◆ To do ◆
Give every entry again, word for word.

◆ Material for this exercise ◆
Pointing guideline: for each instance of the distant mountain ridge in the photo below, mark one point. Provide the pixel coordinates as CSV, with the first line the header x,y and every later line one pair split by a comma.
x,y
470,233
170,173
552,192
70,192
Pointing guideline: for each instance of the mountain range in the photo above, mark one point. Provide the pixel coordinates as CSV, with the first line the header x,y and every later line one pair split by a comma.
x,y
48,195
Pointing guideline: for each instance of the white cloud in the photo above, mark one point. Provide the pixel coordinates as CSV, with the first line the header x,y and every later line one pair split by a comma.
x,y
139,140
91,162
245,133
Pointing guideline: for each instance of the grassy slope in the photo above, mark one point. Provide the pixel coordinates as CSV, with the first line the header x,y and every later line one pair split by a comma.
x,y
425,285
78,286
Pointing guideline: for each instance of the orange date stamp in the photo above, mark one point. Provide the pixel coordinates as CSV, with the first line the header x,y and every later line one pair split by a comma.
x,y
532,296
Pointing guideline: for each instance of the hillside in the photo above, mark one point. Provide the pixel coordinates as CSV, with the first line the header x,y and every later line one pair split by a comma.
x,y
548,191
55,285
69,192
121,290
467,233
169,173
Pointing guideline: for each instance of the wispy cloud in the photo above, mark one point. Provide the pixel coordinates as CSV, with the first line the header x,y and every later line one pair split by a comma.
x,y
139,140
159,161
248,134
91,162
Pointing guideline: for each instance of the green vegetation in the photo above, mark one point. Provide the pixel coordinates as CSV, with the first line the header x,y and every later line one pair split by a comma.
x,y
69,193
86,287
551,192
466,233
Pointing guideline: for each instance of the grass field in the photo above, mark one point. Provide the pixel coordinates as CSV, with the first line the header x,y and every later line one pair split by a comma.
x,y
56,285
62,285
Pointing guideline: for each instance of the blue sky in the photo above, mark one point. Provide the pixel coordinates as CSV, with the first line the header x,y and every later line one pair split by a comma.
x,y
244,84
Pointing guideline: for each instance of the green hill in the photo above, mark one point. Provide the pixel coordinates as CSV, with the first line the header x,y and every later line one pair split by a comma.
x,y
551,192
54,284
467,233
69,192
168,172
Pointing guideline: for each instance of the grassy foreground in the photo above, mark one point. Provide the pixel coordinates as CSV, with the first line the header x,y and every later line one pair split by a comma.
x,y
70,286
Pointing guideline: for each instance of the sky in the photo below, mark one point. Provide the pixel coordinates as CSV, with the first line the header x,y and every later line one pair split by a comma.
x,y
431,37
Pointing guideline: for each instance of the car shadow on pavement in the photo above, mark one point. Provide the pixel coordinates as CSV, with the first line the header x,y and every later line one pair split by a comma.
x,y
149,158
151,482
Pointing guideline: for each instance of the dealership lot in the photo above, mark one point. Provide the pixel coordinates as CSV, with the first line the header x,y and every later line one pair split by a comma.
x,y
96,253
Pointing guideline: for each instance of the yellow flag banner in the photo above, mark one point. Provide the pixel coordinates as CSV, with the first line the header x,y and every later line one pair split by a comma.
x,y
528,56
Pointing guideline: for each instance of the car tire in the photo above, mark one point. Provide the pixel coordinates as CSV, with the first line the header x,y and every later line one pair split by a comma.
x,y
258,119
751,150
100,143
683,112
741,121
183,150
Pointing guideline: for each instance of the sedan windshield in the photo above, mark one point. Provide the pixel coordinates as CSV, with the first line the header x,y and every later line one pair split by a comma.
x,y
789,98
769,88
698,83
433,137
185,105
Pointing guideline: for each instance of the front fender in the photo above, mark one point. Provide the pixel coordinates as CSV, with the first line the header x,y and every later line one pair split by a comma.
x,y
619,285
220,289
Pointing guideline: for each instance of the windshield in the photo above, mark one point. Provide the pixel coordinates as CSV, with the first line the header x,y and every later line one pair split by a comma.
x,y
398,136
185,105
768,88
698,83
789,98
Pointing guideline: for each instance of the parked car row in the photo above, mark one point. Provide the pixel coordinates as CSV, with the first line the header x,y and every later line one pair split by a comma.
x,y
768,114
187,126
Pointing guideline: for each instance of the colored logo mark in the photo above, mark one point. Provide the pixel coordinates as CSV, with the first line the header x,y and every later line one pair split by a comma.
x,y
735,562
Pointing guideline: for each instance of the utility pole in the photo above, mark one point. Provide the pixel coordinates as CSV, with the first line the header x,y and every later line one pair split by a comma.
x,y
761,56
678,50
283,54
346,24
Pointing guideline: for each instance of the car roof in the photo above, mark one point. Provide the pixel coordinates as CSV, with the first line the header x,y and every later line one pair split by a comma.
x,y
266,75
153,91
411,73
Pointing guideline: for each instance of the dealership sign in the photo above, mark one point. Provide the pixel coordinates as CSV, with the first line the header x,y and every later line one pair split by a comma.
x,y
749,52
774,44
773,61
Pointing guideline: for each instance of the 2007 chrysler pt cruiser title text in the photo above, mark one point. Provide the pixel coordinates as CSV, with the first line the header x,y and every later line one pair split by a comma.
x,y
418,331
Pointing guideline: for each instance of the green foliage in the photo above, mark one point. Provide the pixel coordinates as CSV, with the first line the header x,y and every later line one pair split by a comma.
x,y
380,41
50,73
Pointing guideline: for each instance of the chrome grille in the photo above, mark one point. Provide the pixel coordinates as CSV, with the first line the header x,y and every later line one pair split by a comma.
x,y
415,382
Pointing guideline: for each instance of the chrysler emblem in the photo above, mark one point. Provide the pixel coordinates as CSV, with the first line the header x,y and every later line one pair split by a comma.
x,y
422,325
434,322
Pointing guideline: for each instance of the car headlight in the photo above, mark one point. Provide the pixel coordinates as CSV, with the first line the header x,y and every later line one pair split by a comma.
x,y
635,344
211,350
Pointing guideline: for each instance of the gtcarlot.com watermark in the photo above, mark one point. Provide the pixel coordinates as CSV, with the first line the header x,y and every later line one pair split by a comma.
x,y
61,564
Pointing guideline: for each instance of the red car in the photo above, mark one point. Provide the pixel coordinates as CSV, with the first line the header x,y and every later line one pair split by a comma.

◆ Solution for this exercise ◆
Pointing guideline: for each instance of the distant mountain ridge in the photo below, mark one point. Provide the pixel coordinates as CSV, with the first line the header x,y and every later line one pair split by a comma.
x,y
470,233
170,173
552,192
70,192
Pointing guideline: for each instance of the mountain range in the photo above, mark one point. Provide the pixel coordinates as CSV, with the first line the header x,y and every later line one pair split by a comma.
x,y
48,195
Pointing guideline: for each instance of the white cloud in the photo above, mark one point. Provide the pixel coordinates as CSV, with the first line the header x,y and every later line one pair split by a comma.
x,y
139,140
91,162
245,133
Pointing guideline: for each instance of the grassy slope in the photo above, mark one point. Provide the pixel coordinates as CSV, with the first line the header x,y and every later line one pair split by a comma.
x,y
425,285
78,286
Pointing guideline: for each instance of the orange date stamp in the photo above, mark one point. Provide the pixel coordinates as CSV, with the first line the header x,y and every later line one pair split by a comma.
x,y
532,296
Pointing guideline: for each instance of the hillside in the photo above, mark one point. Provide the pixel coordinates as CSV, with the first line the header x,y and every later line one pair split by a comma.
x,y
548,191
55,285
69,192
121,290
467,233
169,173
Pointing guideline: for each instance of the wispy cloud in the photo above, mark one point. Provide the pixel coordinates as CSV, with the first line the header x,y and every later line one pair split by a comma.
x,y
139,140
159,161
248,134
91,162
Pointing guideline: for each instance of the green vegetation in the photo above, mark one point. Provide the pixel coordinates as CSV, with the first line the header x,y and every later line one pair split by a comma.
x,y
69,193
86,287
551,192
466,233
Pointing guideline: for each instance of the grass field in the photo above, mark one point. Provide the pixel coordinates as CSV, with the first line the header x,y and every later line one pair split by a comma.
x,y
56,285
62,285
Pointing guideline: for each instance of the blue sky in the photo above, mark one point. Provide the pixel coordinates as CSV, with the first line the header x,y and every later line one pair split by a comma.
x,y
244,84
Pointing guideline: for each instance of the green hill in the photo above, mark one point. Provide the pixel coordinates as CSV, with the first line the header x,y and every later line one pair split by a comma.
x,y
551,192
54,284
467,233
69,192
168,172
Pointing guideline: for each instance of the grassy foreground in the photo above, mark one point. Provide the pixel coordinates as CSV, with the first line the header x,y and every later line one pair split by a comma.
x,y
70,286
Pointing guideline: for each instance of the sky in the photo below, mark one point. Provide the pixel coordinates as CSV, with the first line the header x,y and every later line one pair split by a comma.
x,y
431,37
Pointing guideline: for each instance of the car shadow on pavement in the photo above, mark one point. Provide the pixel coordinates as CSV, with the first line the header x,y and every later line one pair split by a comma.
x,y
149,158
151,482
Pointing guideline: for each instance of the dealership lot in the photo above, mark one point. Provide the pixel coordinates as CSV, with the first line the header x,y and every later line one pair split by a comma.
x,y
96,253
Pointing guideline: for each instance of the yellow flag banner in the photo above, mark one point. Provide the pixel coordinates as CSV, with the first line the header x,y and every later line one pair split by a comma.
x,y
528,56
Pointing guideline: for each instance of the car tire in the photo above, mark one point. Provide the pixel coordinates as CSV, with the first line the header x,y and every later line one pair split by a comma.
x,y
258,119
751,150
100,143
683,112
741,121
183,150
Pointing guideline: for each instance of the sedan windshield in the photo above, mark one point. Provide the pixel coordinates as CSV, with the first line the header x,y and every later line one pair split by a comma.
x,y
789,98
769,88
698,83
433,137
185,105
Pointing guideline: for each instance of the front fender in the photo above, mark one point. Provide the pixel coordinates as CSV, with the first line the header x,y and every later line one pair split by a comma.
x,y
619,285
220,289
Pointing guideline: for each instance of the windshield in the photo above, mark one point. Provide the pixel coordinates as CSV, with the first line the header x,y and every later line one pair split by a comma.
x,y
398,136
185,105
768,88
698,83
789,98
Pointing guideline: for each instance of the parked car row in the photo above, mark one point. Provide the pixel coordinates as CSV, with the first line the header x,y and every later line one pair split by a comma.
x,y
768,114
187,126
Pointing guideline: for each instance of the colored logo mark in the photo above, mark one point. Provide the pixel coordinates as CSV, with the first line the header x,y and every later line one pair split by a comma.
x,y
735,562
Pointing guideline: for each instance of the utility pole in the photo above, mark one point. Provide the pixel coordinates as CSV, with the first line the header x,y and every later line one pair split by a comma.
x,y
761,56
678,50
283,54
346,24
Pointing guideline: for each instance of the car roof in the photo above, mark one point. Provide the pixel coordinates as CSV, with the first line the header x,y and every later line one pair split by a comma.
x,y
266,75
153,91
411,73
Pointing guideline: for each instance of the dealership sign in the photo above, mark one point. Provide the pixel coordinates as CSV, with the first line the header x,y and every later line one pair split by a comma.
x,y
749,52
774,44
773,61
Pointing guideline: for each instance of the 2007 chrysler pt cruiser title text in the photo above, mark one point. Provide the pixel coordinates as CSV, with the first line the header x,y and every later line one pair split by a comma.
x,y
418,331
Pointing guideline: for each instance of the green foliage in the photo above, mark one point. Provide the pixel coordinates as CSV, with the first line the header x,y and every later line one pair split by a comma.
x,y
380,41
50,73
Pointing guideline: for each instance of the chrome grille in the photo above, mark one point. Provide the pixel coordinates as CSV, with the first line the header x,y and every later line one pair split by a comma.
x,y
415,382
Pointing guideline: for each instance of the chrysler emblem in the photo above, mark one point. Provide the pixel coordinates as CSV, with the first line the header x,y and every later line one pair split by a comma.
x,y
422,325
434,322
Pointing guideline: for each instance of the car headlight in the photo above, mark one point. Provide the pixel coordinates as CSV, with the first line the header x,y and every later line one pair split by a comma.
x,y
635,344
211,350
Pointing guideline: for each instance of the gtcarlot.com watermark in the photo above, mark one point. Provide the pixel coordinates as CSV, with the first line the header x,y and every later line one pair split by a comma.
x,y
61,564
Pointing guideline: for each instance of the red car in the photo above, mark one point. Provide the pixel coordinates as CSV, with the first line the header x,y and every later line one pair split by a comma.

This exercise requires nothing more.